====== Text excerpt
I've been thinking about the feasibility of defining a language spec that can both be compiled and interpreted lately. I first thought about it while writing code in crystal, which, for the unfamiliar, is a compiled language based heavily off the syntax of an interpreted language (ruby).
Here are a couple reasons I find the idea interesting:
- It effectively neuters the interpreted/compiled language debates. Why just choose one, when both have such big upsides?
- You could develop a program in the interpreter with the same playfulness as you get in a shell, and then compile it into a speedy 'lil thing!
- It would be wonderful for metaprogramming! From my experience, languages usually define a little janked together syntax for compile-time execution. If the language had an interpreter for itself within the compiler, you could metaprogram and program in the exact same language.
I'm curious if any languages like this exist, or if you can think of more benefits.
Edit:
I just want to mention that my reference to 'feasibility' earlier is not born of disbelief - you can write a compiler or interpreter for any (to the best of my knowledge!) well defined formal grammar with enough effort. I suppose I left that word there to account for the fact that I might have unknown unknowns here.
============
Stated problem A:
Answer these questions from the post on a language that can be both compiled and interpreted:
(i) In which language was the writer coding when the idea first came up?
(ii) On the syntax of which interpreted language is that language heavily based?
(iii) According to the edit, what was the word "feasibility" left in to account for?
Stated problem B: In one to three sentences, explain why the post on a language that can be both compiled and interpreted says such a language would be wonderful for metaprogramming.
Stated problem C: Go on with the post on a language that can be both compiled and interpreted, picking up after its last sentence.
The listing after the post on a language that can be both compiled and interpreted plays no part here.
====== Data extract
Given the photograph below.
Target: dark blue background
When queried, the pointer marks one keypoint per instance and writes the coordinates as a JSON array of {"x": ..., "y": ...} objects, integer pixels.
============
Task output A:
(i) Crystal.
(ii) Ruby.
(iii) The possibility that the writer has unknown unknowns.

Task output B: Languages usually define a little janked-together syntax for compile-time execution. If the language had an interpreter for itself within the compiler, you could metaprogram and program in the exact same language.

Task output C:
Many, perhaps most languages are partially compiled and partly interpreted. That is, there is both a compile-time transformation to a more convenient format for runtime, and there is a library that helps implement runtime behavior. (Even when compiling to machine code, it's possible to run the code on an emulator.)
It might be better to think about it this way: which runtimes you want to support? What executable formats do you want your compiler to generate?
To get the feel of an interpreter, you would want a fast enough compiler and to entirely hide the executable file from the user. Many interpreters have a read-eval-print loop, which would mean having an ability to modify the program in place. But many "compiled" languages support similar functionality using a debugger and hot-reload functionality. Alternately, a notebook-style interface is nice to have. Even for languages that don't really support in-place modification like Go, you can get pretty far with a fast compiler and a web interface that lets you compile and run a program by pressing a button.
Personally, I think targeting Web Assembly would be fun and convenient. The repl.it project has some interesting infrastructure.
Making a new language is a huge project; I've started many but never finished any to the point where they're useful.
I appreciate all the detail you put in there - thanks so much! I'll revise my post though, as I'm not personally planning to create any languages. I have enough half baked projects to work through as it is, haha.
When you refer about many languages being compiled then interpreted - are you referring to something like the jvm/bytecode? If not, I'm not familiar with what you're describing!
Once again, thanks a ton.
Bytecode is one example, but even with a tree-based interpreter, you could sort of think of the parser that builds the tree as a compiler.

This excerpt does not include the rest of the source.